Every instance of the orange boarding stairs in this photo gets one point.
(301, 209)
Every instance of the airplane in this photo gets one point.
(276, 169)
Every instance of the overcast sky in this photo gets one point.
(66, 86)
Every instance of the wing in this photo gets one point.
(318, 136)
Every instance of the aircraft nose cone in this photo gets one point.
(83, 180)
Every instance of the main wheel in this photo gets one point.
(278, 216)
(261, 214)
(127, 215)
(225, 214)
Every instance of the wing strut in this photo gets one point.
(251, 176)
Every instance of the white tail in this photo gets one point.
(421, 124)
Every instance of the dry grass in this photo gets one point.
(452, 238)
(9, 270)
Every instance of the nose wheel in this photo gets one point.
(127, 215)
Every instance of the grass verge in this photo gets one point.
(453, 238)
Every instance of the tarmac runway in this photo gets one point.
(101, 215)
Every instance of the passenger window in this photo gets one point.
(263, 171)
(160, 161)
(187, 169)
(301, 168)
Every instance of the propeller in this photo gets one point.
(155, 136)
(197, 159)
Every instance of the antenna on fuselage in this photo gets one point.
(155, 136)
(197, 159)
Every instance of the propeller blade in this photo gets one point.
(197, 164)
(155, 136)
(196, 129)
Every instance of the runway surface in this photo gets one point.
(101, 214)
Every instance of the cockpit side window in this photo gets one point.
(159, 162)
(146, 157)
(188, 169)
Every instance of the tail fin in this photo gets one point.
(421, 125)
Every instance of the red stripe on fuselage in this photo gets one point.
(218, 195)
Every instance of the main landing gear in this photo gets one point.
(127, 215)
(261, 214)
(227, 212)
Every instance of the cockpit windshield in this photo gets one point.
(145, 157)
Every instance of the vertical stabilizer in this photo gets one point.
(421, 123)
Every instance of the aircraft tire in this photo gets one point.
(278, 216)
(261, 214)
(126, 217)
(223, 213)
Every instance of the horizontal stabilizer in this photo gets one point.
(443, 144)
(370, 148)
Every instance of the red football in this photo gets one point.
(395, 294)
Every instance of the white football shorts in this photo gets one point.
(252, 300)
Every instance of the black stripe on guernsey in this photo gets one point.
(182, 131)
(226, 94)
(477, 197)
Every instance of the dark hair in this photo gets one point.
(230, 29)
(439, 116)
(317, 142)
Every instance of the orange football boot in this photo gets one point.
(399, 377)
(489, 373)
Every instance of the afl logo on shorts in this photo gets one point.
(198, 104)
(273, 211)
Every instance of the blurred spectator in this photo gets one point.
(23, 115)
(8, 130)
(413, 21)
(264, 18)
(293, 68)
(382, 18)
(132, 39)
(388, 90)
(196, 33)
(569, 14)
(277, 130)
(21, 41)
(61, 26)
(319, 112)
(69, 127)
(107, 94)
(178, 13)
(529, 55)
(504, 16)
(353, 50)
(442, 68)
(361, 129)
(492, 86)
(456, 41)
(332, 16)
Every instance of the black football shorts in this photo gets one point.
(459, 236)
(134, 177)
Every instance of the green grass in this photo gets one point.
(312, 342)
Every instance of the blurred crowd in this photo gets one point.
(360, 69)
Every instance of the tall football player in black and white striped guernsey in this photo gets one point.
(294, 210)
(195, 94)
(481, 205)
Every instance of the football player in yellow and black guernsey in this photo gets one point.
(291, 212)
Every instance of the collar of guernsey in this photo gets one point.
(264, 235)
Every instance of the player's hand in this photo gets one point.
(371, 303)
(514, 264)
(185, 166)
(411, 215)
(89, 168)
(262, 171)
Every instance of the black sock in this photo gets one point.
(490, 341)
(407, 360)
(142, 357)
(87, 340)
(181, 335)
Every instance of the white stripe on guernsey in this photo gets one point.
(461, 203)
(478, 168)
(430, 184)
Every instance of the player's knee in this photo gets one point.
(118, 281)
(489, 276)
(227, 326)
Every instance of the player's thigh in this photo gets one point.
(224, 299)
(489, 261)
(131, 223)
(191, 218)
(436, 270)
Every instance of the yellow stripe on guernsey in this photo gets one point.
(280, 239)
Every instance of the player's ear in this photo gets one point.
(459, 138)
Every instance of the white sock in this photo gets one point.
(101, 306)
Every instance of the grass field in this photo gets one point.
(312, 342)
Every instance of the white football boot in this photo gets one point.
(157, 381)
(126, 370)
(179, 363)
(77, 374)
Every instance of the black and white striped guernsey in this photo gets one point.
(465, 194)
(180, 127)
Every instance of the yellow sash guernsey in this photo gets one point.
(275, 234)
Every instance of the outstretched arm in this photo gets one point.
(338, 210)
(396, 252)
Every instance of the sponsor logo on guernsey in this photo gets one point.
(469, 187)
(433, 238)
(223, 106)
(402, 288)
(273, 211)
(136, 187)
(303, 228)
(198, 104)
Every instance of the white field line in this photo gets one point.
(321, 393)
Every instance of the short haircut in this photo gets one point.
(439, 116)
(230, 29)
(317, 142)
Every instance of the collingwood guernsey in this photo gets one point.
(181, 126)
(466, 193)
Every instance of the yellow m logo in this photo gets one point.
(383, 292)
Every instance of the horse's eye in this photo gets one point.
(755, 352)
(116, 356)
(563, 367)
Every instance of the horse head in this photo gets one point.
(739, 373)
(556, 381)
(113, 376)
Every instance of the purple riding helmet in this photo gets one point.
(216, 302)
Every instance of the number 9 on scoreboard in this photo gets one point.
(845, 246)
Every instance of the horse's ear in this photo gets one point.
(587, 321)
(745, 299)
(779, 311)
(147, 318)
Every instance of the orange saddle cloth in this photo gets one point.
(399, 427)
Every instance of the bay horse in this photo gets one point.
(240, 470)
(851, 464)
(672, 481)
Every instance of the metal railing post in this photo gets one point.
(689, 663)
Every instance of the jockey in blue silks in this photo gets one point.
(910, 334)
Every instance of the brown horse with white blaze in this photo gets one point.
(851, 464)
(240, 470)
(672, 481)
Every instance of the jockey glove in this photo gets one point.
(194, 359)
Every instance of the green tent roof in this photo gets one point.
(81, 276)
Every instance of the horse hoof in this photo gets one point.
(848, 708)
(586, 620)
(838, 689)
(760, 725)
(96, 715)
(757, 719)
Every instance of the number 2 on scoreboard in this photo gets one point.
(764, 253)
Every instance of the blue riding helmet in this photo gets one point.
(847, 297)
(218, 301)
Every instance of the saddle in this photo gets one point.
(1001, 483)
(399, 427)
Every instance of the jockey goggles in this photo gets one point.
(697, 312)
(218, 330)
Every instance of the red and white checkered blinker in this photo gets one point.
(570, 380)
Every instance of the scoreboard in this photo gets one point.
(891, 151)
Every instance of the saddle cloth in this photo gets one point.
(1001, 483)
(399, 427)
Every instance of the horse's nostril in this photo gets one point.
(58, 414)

» GOAL OF THE EXERCISE:
Repeat word for word every line from the one that holds "Every instance of the number 2" to the end. Both ends count.

» THE REPLY:
Every instance of the number 2 on scoreboard in this photo gets one point.
(764, 253)
Every instance of the blue riding helmet in this photo gets one point.
(847, 297)
(218, 301)
Every instance of the saddle in this photo gets one point.
(1001, 483)
(399, 427)
Every instance of the jockey goggles in this photo gets one point.
(697, 312)
(218, 330)
Every instance of the red and white checkered blinker in this photo gets one point.
(570, 380)
Every instance of the scoreboard in this photo gets one point.
(891, 151)
Every instance of the saddle cloth in this photo gets one point.
(1001, 483)
(399, 427)
Every instance of the horse's nostril in this photo gets one point.
(58, 414)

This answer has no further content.